Dataset rows:
::::::::::

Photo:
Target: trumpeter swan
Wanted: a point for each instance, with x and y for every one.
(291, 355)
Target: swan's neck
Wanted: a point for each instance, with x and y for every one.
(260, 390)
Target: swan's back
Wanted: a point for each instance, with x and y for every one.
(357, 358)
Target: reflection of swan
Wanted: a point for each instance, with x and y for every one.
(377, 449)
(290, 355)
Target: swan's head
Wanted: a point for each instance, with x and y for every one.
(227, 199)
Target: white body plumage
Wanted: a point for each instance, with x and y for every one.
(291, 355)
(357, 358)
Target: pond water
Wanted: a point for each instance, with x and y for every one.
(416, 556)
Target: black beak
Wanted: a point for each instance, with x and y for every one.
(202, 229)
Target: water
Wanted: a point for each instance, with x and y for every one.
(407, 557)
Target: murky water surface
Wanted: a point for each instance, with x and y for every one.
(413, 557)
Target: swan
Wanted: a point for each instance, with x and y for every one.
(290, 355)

::::::::::

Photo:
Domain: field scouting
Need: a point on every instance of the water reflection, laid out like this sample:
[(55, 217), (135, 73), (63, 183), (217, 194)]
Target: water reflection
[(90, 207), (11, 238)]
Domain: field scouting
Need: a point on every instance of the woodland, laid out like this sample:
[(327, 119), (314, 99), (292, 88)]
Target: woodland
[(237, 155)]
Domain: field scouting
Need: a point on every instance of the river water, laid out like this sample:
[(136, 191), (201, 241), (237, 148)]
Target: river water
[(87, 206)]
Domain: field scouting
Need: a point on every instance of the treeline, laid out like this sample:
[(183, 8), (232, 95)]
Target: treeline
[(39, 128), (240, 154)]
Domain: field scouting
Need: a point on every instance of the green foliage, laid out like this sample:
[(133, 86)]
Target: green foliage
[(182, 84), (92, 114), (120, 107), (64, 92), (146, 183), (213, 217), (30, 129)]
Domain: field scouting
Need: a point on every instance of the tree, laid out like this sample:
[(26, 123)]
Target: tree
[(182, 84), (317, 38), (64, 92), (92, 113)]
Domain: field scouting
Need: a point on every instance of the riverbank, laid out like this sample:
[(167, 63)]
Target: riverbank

::::::::::

#### DO THIS
Find every line of the listing that contains the string "water", and copy each of those lines. Matching is case-sensitive.

#### OUTPUT
Target: pond water
Target: water
Target: murky water surface
Need: a point on every instance of the water reflection, laid out like this sample:
Target: water reflection
Need: a point on every instance of the river water, laid out like this sample:
Target: river water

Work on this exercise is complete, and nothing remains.